■ SELECTION:
Forum Updates & Competitions => Competitions, Offers and giveaways => Topic started by: Paul on 16 Jan 2008 - 13:31

Title: Black Cat Compo
Post by: Paul on 16 Jan 2008 - 13:31
(http://img140.imageshack.us/img140/4426/youngyumakk3.jpg)

“IT PURRS, IT STALKS, IT KILLS!”

“WHEN PUSSY GOES BAD!”

We all know director Lucio Fulci for his depraved nasties like New York Ripper, but if you’re wondering why in France he’s held in the same esteem as Hitchcock, then the deliciously eerie The Black Cat is a great place to start.

Inspired by the Edgar Allen Poe tale, this black cat is a malevolent moggy that stalks through a sleepy English town appearing to fulfil the murderous wishes of its owner, the sinister psychic medium Professor Miles (Patrick Magee in fine deranged form). What Professor Miles has not reckoned on is his cat turning him into the next mouse to slowly kill!

High on gothic atmospheric thanks to the moody cinematography of Sergio Salvati, this unusual Fulci tale of claustrophobic terror is a little seen gem that compares to the best output of the Hammer and Amicus studios.Good afternoon campers.


Almar from Shameless has graciously donated us a copy of Fulci's classic Poe adaptation, THE BLACK CAT – the story of a man stalked by his mischievous feline friend. To win it, just tell us your weirdest (none of that, you filthy fuckers) or funniest story involving an animal. Best one wins...

■ DATA SHOWN:
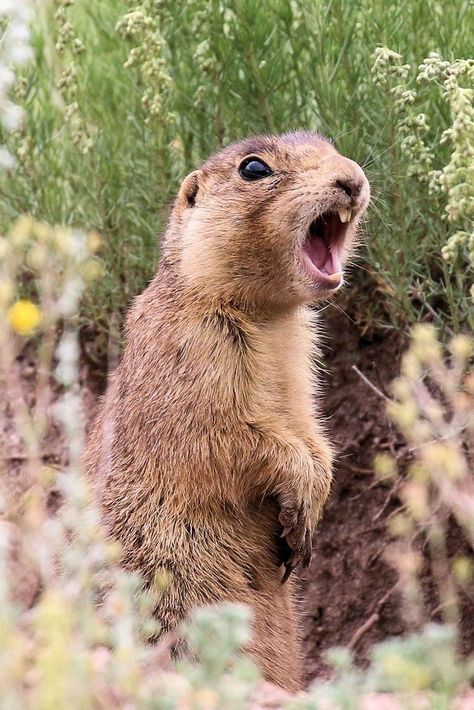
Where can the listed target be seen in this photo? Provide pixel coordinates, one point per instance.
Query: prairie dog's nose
(348, 177)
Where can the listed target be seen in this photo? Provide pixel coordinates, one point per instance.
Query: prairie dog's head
(269, 221)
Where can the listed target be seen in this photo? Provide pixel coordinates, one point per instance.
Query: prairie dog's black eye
(254, 168)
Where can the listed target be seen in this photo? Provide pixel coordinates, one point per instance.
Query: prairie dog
(207, 456)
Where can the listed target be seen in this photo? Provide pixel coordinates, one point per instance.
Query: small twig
(371, 384)
(372, 620)
(393, 491)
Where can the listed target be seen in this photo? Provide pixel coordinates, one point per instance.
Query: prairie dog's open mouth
(322, 248)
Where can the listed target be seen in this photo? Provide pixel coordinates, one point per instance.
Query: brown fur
(206, 457)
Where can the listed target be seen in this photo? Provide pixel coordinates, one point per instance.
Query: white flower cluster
(68, 43)
(149, 57)
(456, 178)
(15, 51)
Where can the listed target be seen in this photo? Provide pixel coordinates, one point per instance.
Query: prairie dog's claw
(297, 533)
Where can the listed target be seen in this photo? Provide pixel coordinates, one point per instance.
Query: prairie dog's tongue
(321, 256)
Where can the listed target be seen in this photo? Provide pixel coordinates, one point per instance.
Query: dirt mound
(348, 595)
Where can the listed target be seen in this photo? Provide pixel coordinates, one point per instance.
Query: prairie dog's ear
(188, 191)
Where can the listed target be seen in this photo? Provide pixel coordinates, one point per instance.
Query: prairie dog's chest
(285, 352)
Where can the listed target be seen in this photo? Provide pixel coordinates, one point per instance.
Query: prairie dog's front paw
(300, 508)
(295, 518)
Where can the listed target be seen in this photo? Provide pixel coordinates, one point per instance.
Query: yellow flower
(24, 317)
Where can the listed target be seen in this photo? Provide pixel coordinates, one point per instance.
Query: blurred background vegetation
(123, 99)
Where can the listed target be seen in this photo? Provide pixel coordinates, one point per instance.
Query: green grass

■ DIRECTIVES:
- a) Report how many rows contain the word "prairie", giving only the number.
- b) Carry on the forum post about The Black Cat giveaway from its final sentence.
The rows are unrelated to the forum post about The Black Cat giveaway.

■ OUTPUTS FOR THE TASKS:
- a) 10

- b)
Shameless Website (http://shameless-films.com/)

Shameless Myspace (http://www.myspace.com/shamelessdvd)
Title: Re: Black Cat Compo
Post by: death_proof_reg on 16 Jan 2008 - 14:11
Me and some mates used to at the end of the night, sit in this guys shed and smoke weed. He had these guinnea pigs and they used to never have water. So my mate decided to piss in the bottles. All I can think of right now.
Title: Re: Black Cat Compo
Post by: Inspector Tanzi on 16 Jan 2008 - 14:26
Someone i know threw a pice of lead (or slate) at a duck that was in the river behing a park we used to hang around in when we was kids smoking drugs, getting off with birds etc, it hit the duck straight in the side of the neck, it capsized and then dissapeared.

God got his own back on him though...

He went to a dogshit bin and got out a bag of shit, he was swinging it round and was going to throw it at one of my mates, the bag split and he got dogshit all up his arm and his neck!


Serves him right
Title: Re: Black Cat Compo
Post by: Inspector Tanzi on 16 Jan 2008 - 14:27
Oh Yeah! I think the blue fiesta driving piece of shit may have fucked his cat, theres no proof but it sounds good doesn't it! :D
Title: Re: Black Cat Compo
Post by: Paul on 16 Jan 2008 - 14:36
Oh Yeah! I think the blue fiesta driving piece of shit may have fucked his cat, theres no proof but it sounds good doesn't it! :D

It was the dog we actually suspected him of tampering with, wasn't it? It's was weak on it's back legs like he'd given the a right good tug and it did this weird cough/bark hybrid. He definitely abused that mangy mutt. I guarantee it.
Title: Re: Black Cat Compo
Post by: Captain on 16 Jan 2008 - 15:48
Here's a few animal experiences I remember, don't know if they're funny, weird or just plain tragic/sad.
As a kid my parents put me on top of a pony for some reason. The pony took off going as fast as the little fucker could and crashed head first into a tree with me on top of it.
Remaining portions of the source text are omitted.